Il papa ha certamente sentito parlare della questione dell’IMU e sarà stato informato del fatto che questa tassa grava spesso su famiglie in difficoltà economica, che negozianti e imprenditori rischiano di dover chiudere la loro attività, che mancano risorse da investire per creare nuovi posti di lavoro, tanto che il problema della disoccupazione giovanile ha raggiunto livelli drammatici.

Ecco, Bergoglio si è chiesto se questa tassa grava anche sugli immobili di proprietà del Vaticano? Ci sarà almeno uno dei suoi collaboratori disposto a informalo che per diversi anni quegli immobili sono stati esentati, che per evitare le sanzioni dell’Unione europea il governo Monti ha stabilito, pur se con una normativa confusa, che dal 2013 anche il Vaticano dovrà pagare l’IMU, e che tuttavia il governo Letta, alla disperata ricerca di somme da investire per fronteggiare la crisi, sembra aver cancellato dall’ordine del giorno la questione IMU-Vaticano.

È chiaro che, se il papa stabilisse che devono essere pagate senza indugio le somme (intorno al miliardo di euro) dovute al fisco italiano, la sua decisione sarebbe molto apprezzata.

Francesco, vescovo di Roma, è poi sicuramente informato che in città si elegge il nuovo sindaco. Anche in questo caso ci sarà almeno uno dei suoi collaboratori che gli ha segnalato gli interventi del giornale della CEI, l’Avvenire, che offrono criteri per valutare i principali candidati.

Saprà, allora, dei toni allarmistici usati nei confronti di Ignazio Marino, che pure è un cattolico di specchiata moralità. Il giornale dei vescovi arriva addirittura a paventare un “rischio-deriva sui valori” e ad accusare l’illustre chirurgo di essere favorevole all’eutanasia, costringendolo a chiarire in una lettera al giornale che la sua proposta di testamento biologico è in linea con la nostra Costituzione e non ha nulla a che fare con l’eutanasia.

COSA SI RICHIEDE:
Cambia "sindaco" in "primo cittadino" nel passo del testo riportato che inizia con "Francesco, vescovo di" e termina con "fare con l’eutanasia.", poi trascrivi il passo così modificato.

RECORD ESTRATTI:
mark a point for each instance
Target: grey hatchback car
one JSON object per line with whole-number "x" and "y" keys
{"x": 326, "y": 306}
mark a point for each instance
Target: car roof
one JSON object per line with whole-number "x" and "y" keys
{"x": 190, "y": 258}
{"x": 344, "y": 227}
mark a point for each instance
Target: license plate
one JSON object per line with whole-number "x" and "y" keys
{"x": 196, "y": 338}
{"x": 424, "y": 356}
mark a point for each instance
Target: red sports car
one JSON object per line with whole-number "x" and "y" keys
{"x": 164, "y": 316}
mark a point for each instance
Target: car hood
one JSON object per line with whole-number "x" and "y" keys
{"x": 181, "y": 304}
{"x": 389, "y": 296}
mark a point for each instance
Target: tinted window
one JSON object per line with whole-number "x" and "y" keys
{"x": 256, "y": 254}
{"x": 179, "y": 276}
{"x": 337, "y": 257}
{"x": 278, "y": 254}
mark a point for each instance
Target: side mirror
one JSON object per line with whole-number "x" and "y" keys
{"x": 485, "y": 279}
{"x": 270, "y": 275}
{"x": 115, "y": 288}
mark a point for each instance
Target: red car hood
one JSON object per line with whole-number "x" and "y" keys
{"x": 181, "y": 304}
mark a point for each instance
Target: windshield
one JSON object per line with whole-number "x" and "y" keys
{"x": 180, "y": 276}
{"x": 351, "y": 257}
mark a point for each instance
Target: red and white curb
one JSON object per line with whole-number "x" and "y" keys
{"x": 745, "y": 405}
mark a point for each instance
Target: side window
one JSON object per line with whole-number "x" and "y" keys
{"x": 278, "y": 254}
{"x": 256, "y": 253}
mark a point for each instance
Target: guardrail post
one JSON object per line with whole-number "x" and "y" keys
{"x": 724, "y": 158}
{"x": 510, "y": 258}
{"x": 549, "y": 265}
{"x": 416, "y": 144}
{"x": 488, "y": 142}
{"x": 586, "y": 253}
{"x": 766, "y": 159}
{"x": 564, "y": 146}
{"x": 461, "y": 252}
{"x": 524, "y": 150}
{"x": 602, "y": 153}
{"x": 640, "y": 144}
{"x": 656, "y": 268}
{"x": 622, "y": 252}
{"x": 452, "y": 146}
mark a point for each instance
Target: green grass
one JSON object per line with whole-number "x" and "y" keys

RISPOSTA SEGUENTE:
Francesco, vescovo di Roma, è poi sicuramente informato che in città si elegge il nuovo primo cittadino. Anche in questo caso ci sarà almeno uno dei suoi collaboratori che gli ha segnalato gli interventi del giornale della CEI, l’Avvenire, che offrono criteri per valutare i principali candidati.

Saprà, allora, dei toni allarmistici usati nei confronti di Ignazio Marino, che pure è un cattolico di specchiata moralità. Il giornale dei vescovi arriva addirittura a paventare un “rischio-deriva sui valori” e ad accusare l’illustre chirurgo di essere favorevole all’eutanasia, costringendolo a chiarire in una lettera al giornale che la sua proposta di testamento biologico è in linea con la nostra Costituzione e non ha nulla a che fare con l’eutanasia.